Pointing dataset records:
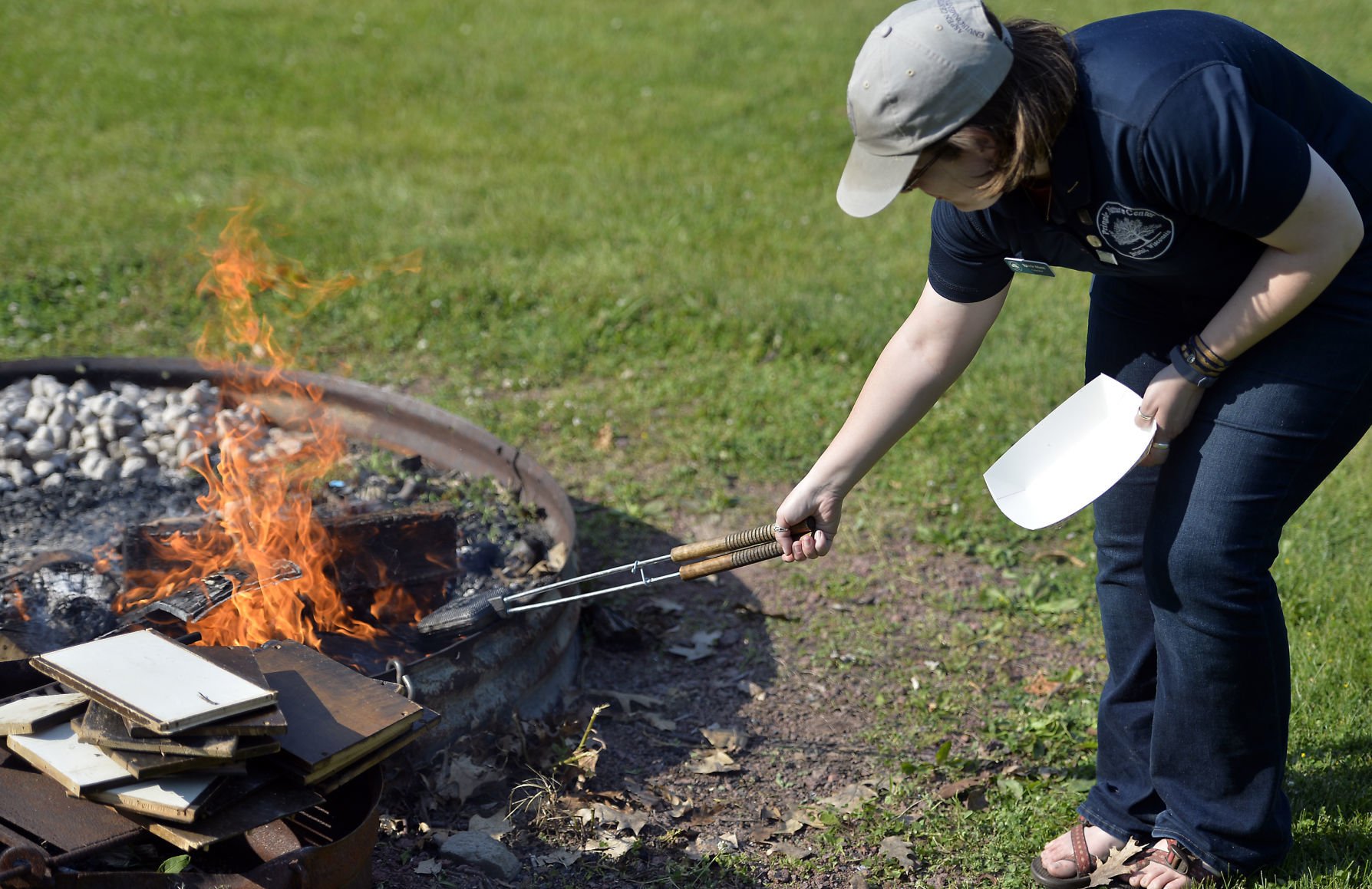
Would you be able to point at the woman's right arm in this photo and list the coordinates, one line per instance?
(922, 360)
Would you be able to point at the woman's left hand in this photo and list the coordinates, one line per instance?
(1171, 401)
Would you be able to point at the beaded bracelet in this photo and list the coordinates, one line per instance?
(1197, 363)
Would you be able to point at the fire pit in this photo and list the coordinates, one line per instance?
(516, 666)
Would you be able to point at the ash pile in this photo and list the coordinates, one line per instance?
(88, 476)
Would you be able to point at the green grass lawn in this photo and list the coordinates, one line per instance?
(628, 220)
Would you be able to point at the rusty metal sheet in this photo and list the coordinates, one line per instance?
(38, 805)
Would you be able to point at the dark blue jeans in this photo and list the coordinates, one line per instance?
(1192, 722)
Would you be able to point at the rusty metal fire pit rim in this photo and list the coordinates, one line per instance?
(512, 466)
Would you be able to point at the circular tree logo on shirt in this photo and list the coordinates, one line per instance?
(1135, 232)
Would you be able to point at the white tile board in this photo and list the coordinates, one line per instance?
(31, 713)
(78, 767)
(154, 681)
(174, 798)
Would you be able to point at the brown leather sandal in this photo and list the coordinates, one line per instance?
(1176, 856)
(1080, 856)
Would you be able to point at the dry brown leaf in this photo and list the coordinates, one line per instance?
(557, 856)
(957, 788)
(900, 850)
(809, 817)
(752, 690)
(1114, 864)
(790, 851)
(608, 844)
(622, 819)
(625, 699)
(726, 739)
(703, 645)
(464, 779)
(605, 438)
(661, 723)
(714, 763)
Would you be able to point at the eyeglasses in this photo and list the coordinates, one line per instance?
(917, 175)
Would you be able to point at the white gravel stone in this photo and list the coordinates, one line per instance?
(47, 427)
(38, 447)
(132, 467)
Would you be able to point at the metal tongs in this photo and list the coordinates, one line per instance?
(724, 553)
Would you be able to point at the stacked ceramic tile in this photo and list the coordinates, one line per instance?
(224, 739)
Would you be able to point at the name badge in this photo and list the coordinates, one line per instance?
(1029, 266)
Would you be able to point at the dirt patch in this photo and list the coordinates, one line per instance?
(733, 708)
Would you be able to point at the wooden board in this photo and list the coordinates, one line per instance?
(332, 782)
(336, 715)
(38, 807)
(154, 681)
(148, 766)
(262, 807)
(239, 660)
(78, 767)
(174, 798)
(102, 726)
(40, 711)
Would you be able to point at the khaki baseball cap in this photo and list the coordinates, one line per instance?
(922, 73)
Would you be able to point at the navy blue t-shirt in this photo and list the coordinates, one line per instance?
(1189, 140)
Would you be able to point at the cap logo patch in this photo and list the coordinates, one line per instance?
(957, 22)
(1135, 232)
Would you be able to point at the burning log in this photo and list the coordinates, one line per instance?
(393, 565)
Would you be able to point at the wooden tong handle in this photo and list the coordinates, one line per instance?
(736, 541)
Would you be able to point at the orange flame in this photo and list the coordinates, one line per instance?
(259, 499)
(17, 600)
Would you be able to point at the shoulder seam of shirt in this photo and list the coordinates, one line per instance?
(1146, 127)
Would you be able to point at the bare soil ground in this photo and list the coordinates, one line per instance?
(691, 673)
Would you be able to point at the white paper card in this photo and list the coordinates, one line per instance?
(1072, 456)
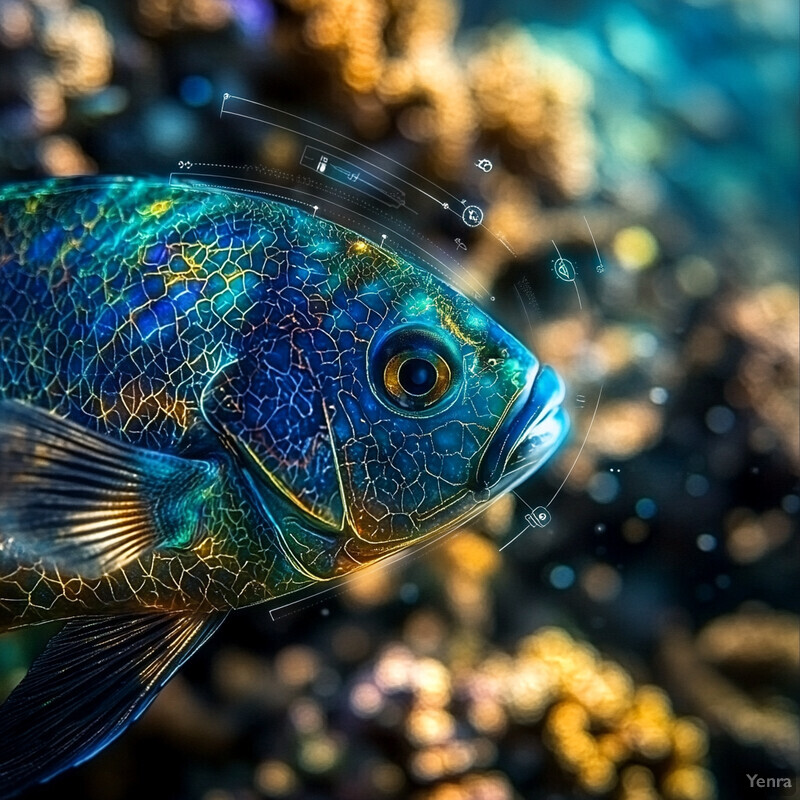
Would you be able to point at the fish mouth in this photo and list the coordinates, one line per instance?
(529, 433)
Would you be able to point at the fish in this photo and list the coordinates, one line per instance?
(210, 399)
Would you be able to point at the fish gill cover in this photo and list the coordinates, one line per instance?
(621, 179)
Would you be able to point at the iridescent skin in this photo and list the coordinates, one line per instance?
(225, 327)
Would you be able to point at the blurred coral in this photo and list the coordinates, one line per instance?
(756, 642)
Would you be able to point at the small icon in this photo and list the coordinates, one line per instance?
(539, 517)
(472, 216)
(564, 269)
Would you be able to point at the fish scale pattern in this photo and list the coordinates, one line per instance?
(204, 323)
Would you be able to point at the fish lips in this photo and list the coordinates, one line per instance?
(528, 435)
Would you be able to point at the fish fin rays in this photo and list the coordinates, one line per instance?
(94, 678)
(85, 502)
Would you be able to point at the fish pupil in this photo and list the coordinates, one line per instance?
(417, 376)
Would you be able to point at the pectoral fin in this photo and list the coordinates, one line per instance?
(92, 681)
(86, 502)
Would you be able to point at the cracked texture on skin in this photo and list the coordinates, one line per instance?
(133, 308)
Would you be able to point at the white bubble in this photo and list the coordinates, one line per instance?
(706, 542)
(791, 504)
(645, 345)
(720, 419)
(562, 576)
(603, 487)
(697, 485)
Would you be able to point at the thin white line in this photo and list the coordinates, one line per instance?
(464, 279)
(524, 530)
(445, 206)
(583, 444)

### [Exercise]
Present every line of the material above as a Markdown table with the columns Row and Text, numbering the rows and leaving out blank lines. Omit the pictures from the table.

### [Exercise result]
| Row | Text |
|---|---|
| 1 | Would you be able to point at the woman's right arm in this photo and list the coordinates, one line per instance? |
| 2 | (922, 360) |
| 3 | Would you be able to point at the woman's left hand in this photo and list the coordinates, one line per instance? |
| 4 | (1171, 401) |
| 5 | Would you be able to point at the beaded bracelet in this photo and list the coordinates, one line per instance? |
| 6 | (1197, 363) |
| 7 | Would you be able to point at the fire pit in this photo and list the coordinates, one line per instance? |
| 8 | (516, 666) |
| 9 | Would you be able to point at the ash pile in this photo and list the coordinates, one line per instance? |
| 10 | (88, 476) |
| 11 | Would you be able to point at the green grass lawn in this photo and list the coordinates, one line per instance? |
| 12 | (628, 220) |
| 13 | Would you be able to point at the rusty metal sheet in this photo and list the coordinates, one line per instance? |
| 14 | (38, 805) |
| 15 | Would you be able to point at the dark blue jeans in this photo and list the coordinates, one line per instance? |
| 16 | (1192, 722) |
| 17 | Would you be able to point at the rusty metal fire pit rim in this photo and list the coordinates, one line per instance? |
| 18 | (512, 466) |
| 19 | Would you be able to point at the circular tree logo on shirt in this photo and list the coordinates, one line per instance? |
| 20 | (1135, 232) |
| 21 | Would you be able to point at the white tile board in this photo and list the coordinates, one line per instance? |
| 22 | (31, 713) |
| 23 | (78, 767) |
| 24 | (154, 681) |
| 25 | (174, 798) |
| 26 | Would you be able to point at the brown leather sandal in this photo and list the coordinates, one line per instance? |
| 27 | (1176, 856) |
| 28 | (1080, 856) |
| 29 | Would you be able to point at the dry brown leaf in this photo and list the coordinates, one line per instance? |
| 30 | (557, 856) |
| 31 | (957, 788) |
| 32 | (900, 850) |
| 33 | (809, 817) |
| 34 | (752, 690) |
| 35 | (1114, 864) |
| 36 | (790, 851) |
| 37 | (608, 844) |
| 38 | (622, 819) |
| 39 | (625, 699) |
| 40 | (726, 739) |
| 41 | (703, 645) |
| 42 | (464, 779) |
| 43 | (605, 438) |
| 44 | (661, 723) |
| 45 | (714, 763) |
| 46 | Would you be able to point at the eyeglasses in this photo and list the coordinates, one line per instance? |
| 47 | (917, 175) |
| 48 | Would you be able to point at the white gravel stone in this photo and list the coordinates, one line per instance? |
| 49 | (47, 427) |
| 50 | (38, 447) |
| 51 | (132, 467) |
| 52 | Would you be able to point at the metal tongs in this photo and list the coordinates, one line per instance? |
| 53 | (724, 553) |
| 54 | Would you be able to point at the stacked ceramic tile in this photo and list the coordinates, one line per instance? |
| 55 | (224, 739) |
| 56 | Would you be able to point at the name badge in this photo and list the coordinates, one line per instance? |
| 57 | (1029, 266) |
| 58 | Would you be able to point at the dirt patch in this photo and list the coordinates, one line per instance? |
| 59 | (733, 708) |
| 60 | Would you be able to point at the wooden board in this photo and list the coordinates, one line per instance? |
| 61 | (332, 782) |
| 62 | (336, 715) |
| 63 | (38, 807) |
| 64 | (154, 681) |
| 65 | (148, 766) |
| 66 | (262, 807) |
| 67 | (239, 660) |
| 68 | (78, 767) |
| 69 | (174, 798) |
| 70 | (102, 726) |
| 71 | (40, 711) |
| 72 | Would you be able to point at the khaki baseball cap in this photo and list the coordinates, one line per instance? |
| 73 | (922, 73) |
| 74 | Would you be able to point at the navy blue t-shirt in this photo and list the coordinates, one line per instance? |
| 75 | (1189, 140) |
| 76 | Would you be able to point at the cap logo patch in this photo and list the coordinates, one line per instance? |
| 77 | (957, 22) |
| 78 | (1135, 232) |
| 79 | Would you be able to point at the burning log in this photo and list the coordinates, one line per instance? |
| 80 | (393, 565) |
| 81 | Would you be able to point at the wooden tong handle in this photo and list the coordinates, one line per instance? |
| 82 | (736, 541) |
| 83 | Would you be able to point at the orange flame in this photo and list the coordinates, one line per instance? |
| 84 | (259, 499) |
| 85 | (17, 600) |
| 86 | Would you be able to point at the shoulder seam of shirt in this photo and list the coordinates, one line per instance? |
| 87 | (1146, 127) |
| 88 | Would you be able to point at the bare soil ground in this photo and list the coordinates, one line per instance? |
| 89 | (691, 673) |
| 90 | Would you be able to point at the white paper card in this photo and list the coordinates, one line per instance? |
| 91 | (1072, 456) |
| 92 | Would you be able to point at the fish mouth in this photo and list the coordinates, one line per instance? |
| 93 | (529, 433) |
| 94 | Would you be able to point at the fish in this photo and list the coordinates, one line per instance? |
| 95 | (210, 399) |
| 96 | Would you be able to point at the fish gill cover in this photo and list the coordinates, one line per instance? |
| 97 | (621, 179) |
| 98 | Would you be able to point at the iridescent skin in this photo and list the coordinates, one line per instance? |
| 99 | (225, 327) |
| 100 | Would you be able to point at the blurred coral in this photo and list the coordinates, one line per instance? |
| 101 | (756, 642) |
| 102 | Would you be able to point at the small icon in this photo and list the coordinates, one line per instance? |
| 103 | (539, 517) |
| 104 | (472, 216) |
| 105 | (564, 269) |
| 106 | Would you be able to point at the fish scale pattern in this photo and list the coordinates, one line per instance? |
| 107 | (204, 323) |
| 108 | Would you be able to point at the fish lips in this photo and list the coordinates, one line per instance? |
| 109 | (528, 435) |
| 110 | Would you be able to point at the fish fin rays in this photo and list the coordinates, one line per instance? |
| 111 | (94, 678) |
| 112 | (85, 502) |
| 113 | Would you be able to point at the fish pupil in this photo and list the coordinates, one line per instance? |
| 114 | (417, 376) |
| 115 | Would you be able to point at the pectoral fin in this photo and list the coordinates, one line per instance? |
| 116 | (92, 681) |
| 117 | (86, 502) |
| 118 | Would you be able to point at the cracked texture on skin in this photo and list the coordinates, one line per instance? |
| 119 | (133, 308) |
| 120 | Would you be able to point at the white bubble in this photo and list the coordinates, one line per instance? |
| 121 | (706, 542) |
| 122 | (791, 504) |
| 123 | (645, 345) |
| 124 | (720, 419) |
| 125 | (562, 576) |
| 126 | (603, 487) |
| 127 | (697, 485) |
| 128 | Would you be able to point at the thin white line in this photo and list the coordinates, one line per instance? |
| 129 | (464, 279) |
| 130 | (524, 530) |
| 131 | (445, 206) |
| 132 | (583, 444) |